> Task
Return each line in the entries below that contains the string "white". The match is case-sensitive.

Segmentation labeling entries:
☆ ☆ ☆ ☆ ☆

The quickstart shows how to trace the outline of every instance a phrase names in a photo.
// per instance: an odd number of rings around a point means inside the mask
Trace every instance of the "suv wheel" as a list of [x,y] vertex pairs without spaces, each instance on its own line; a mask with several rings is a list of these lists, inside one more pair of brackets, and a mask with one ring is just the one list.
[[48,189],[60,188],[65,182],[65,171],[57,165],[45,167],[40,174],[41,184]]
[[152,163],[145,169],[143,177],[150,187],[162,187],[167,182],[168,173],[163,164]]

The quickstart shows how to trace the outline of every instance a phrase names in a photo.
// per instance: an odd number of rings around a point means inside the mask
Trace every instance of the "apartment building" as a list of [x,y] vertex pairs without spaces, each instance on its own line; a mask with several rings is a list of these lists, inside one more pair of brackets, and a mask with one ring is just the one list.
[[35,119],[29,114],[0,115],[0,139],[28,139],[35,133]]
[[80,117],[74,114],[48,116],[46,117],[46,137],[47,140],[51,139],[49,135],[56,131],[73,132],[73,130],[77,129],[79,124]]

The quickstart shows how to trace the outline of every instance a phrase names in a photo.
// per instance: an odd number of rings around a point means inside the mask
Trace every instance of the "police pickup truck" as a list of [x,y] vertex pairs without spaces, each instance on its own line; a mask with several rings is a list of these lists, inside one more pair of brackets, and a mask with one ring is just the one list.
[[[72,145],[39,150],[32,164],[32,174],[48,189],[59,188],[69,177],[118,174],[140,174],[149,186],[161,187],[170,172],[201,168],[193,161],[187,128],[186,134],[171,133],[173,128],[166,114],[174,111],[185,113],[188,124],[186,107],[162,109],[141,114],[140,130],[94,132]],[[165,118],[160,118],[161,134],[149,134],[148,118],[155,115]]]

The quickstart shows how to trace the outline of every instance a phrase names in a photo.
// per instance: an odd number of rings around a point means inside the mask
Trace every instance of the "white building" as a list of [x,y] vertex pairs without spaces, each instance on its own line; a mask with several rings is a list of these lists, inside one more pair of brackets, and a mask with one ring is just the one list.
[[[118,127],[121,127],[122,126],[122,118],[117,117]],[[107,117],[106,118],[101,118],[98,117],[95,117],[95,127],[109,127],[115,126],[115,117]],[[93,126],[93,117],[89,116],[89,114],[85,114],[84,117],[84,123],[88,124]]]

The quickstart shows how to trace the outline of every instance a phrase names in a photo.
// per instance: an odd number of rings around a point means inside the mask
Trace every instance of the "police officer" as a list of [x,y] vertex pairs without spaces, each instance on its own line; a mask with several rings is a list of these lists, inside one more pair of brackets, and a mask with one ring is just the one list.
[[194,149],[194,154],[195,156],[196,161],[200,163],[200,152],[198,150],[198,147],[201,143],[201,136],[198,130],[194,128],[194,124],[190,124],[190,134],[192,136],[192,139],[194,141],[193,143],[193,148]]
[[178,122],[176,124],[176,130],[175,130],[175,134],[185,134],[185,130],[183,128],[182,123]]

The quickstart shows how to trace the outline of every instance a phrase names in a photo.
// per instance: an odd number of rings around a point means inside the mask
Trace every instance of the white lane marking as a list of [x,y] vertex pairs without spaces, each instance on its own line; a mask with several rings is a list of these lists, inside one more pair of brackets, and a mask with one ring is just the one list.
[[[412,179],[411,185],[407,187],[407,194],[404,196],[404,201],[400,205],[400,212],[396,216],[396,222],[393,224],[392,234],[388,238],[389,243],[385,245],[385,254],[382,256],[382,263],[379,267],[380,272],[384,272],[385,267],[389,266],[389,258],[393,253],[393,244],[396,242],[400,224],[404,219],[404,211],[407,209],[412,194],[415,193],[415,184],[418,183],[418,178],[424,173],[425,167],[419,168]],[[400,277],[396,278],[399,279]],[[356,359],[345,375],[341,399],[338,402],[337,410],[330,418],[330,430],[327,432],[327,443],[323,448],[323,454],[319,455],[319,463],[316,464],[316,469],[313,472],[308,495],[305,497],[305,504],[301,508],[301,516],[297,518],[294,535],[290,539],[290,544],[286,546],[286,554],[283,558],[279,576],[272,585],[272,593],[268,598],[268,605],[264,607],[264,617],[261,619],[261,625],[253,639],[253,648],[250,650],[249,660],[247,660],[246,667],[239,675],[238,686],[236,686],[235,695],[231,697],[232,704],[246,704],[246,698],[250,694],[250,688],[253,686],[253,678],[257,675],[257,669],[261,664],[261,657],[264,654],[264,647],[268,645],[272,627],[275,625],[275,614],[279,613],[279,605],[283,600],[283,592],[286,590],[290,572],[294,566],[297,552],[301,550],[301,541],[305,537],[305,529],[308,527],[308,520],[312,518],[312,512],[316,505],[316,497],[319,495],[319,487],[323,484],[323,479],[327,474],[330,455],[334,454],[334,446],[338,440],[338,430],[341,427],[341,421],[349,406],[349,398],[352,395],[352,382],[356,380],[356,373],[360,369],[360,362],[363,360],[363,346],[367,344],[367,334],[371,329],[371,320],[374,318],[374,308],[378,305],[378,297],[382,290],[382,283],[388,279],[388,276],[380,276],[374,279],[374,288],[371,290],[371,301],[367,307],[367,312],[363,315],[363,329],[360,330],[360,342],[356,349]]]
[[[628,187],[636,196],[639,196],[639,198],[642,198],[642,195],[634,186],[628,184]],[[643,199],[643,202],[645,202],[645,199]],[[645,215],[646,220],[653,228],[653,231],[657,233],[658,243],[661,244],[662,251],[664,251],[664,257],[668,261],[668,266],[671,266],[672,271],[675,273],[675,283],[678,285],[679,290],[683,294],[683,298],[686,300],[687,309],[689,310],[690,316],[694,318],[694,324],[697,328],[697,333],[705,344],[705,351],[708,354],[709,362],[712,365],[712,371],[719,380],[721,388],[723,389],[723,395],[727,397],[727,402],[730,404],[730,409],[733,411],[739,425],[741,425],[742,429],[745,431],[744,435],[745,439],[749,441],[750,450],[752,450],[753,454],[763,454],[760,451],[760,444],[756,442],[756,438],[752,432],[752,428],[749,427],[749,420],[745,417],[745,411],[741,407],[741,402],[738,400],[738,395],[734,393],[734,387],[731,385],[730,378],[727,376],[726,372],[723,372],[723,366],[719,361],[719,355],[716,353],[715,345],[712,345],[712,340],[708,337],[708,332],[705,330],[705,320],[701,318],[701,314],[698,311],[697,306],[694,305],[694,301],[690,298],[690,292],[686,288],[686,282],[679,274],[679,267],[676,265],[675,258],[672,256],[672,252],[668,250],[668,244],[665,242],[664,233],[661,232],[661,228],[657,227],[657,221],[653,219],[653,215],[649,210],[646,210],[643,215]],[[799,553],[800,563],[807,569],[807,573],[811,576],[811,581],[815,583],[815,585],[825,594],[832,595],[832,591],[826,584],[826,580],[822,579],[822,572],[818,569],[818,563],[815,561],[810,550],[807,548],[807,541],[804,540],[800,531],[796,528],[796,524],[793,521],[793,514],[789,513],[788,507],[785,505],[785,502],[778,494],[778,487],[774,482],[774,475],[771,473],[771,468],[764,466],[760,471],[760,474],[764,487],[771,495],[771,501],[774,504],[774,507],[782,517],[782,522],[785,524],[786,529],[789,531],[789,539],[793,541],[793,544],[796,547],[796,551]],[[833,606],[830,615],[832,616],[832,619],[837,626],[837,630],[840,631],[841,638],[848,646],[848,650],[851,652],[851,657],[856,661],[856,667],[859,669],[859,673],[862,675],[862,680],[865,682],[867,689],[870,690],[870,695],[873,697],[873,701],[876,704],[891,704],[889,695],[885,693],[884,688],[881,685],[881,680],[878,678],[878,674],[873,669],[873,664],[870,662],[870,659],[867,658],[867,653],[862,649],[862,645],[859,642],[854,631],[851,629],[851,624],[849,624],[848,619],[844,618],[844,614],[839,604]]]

☆ ☆ ☆ ☆ ☆

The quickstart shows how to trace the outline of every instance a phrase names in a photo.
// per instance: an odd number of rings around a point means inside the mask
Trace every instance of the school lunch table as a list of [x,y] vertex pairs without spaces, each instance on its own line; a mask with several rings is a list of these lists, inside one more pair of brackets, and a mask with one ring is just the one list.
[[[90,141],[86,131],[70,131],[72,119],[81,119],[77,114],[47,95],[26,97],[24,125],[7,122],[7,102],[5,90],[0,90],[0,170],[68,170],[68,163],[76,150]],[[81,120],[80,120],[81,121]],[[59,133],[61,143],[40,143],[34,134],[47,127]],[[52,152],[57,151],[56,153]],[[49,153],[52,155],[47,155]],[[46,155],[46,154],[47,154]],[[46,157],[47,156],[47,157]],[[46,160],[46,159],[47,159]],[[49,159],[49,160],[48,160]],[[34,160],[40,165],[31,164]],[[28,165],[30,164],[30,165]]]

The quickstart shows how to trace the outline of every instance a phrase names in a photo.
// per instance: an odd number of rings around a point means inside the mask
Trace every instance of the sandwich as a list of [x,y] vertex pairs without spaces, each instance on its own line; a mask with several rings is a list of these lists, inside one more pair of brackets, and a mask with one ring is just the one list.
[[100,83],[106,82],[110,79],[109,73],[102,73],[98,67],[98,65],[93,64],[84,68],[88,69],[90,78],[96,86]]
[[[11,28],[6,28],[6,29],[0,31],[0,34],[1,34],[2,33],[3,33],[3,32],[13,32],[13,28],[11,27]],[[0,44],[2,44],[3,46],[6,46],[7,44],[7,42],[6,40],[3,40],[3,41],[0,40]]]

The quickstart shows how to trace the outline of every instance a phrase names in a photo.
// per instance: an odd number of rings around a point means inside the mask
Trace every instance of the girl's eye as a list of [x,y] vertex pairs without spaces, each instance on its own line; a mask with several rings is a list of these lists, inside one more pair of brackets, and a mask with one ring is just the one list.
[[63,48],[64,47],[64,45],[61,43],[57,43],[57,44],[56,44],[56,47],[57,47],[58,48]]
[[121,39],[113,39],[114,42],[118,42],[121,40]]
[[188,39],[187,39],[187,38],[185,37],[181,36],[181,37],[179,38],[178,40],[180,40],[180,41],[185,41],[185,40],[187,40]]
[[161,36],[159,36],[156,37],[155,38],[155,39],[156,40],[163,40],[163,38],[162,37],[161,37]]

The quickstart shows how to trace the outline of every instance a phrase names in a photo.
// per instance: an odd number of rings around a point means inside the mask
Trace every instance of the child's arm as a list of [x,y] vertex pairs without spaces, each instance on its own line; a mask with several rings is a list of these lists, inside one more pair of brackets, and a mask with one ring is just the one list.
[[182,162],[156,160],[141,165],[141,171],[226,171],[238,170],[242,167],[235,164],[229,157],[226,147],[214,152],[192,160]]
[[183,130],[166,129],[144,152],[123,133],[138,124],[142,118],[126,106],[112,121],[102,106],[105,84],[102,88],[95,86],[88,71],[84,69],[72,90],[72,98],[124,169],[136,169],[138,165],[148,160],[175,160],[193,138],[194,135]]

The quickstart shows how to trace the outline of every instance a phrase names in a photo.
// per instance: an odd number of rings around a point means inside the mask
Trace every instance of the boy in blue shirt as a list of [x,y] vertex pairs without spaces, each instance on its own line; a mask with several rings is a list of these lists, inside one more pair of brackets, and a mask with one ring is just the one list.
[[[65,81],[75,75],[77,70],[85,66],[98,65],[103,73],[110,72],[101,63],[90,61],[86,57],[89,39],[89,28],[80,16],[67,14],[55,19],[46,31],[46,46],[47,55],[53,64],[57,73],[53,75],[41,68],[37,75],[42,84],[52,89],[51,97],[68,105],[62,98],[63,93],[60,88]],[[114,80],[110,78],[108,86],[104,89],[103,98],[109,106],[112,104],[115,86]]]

☆ ☆ ☆ ☆ ☆

> Answer to the exercise
Trace every instance of the "white building" as a list of [x,y] vertex pairs without spaces, each instance on its own line; a mask with several rings is a list of these lists, inside one more pair of brackets, and a mask with one ring is just the one list.
Trace every instance of the white lane marking as a list of [x,y] vertex pairs without spaces, each instance on its own line; a mask with several rings is a list of these lists, inside one more pair of brackets, and a mask with one ring is just the one list.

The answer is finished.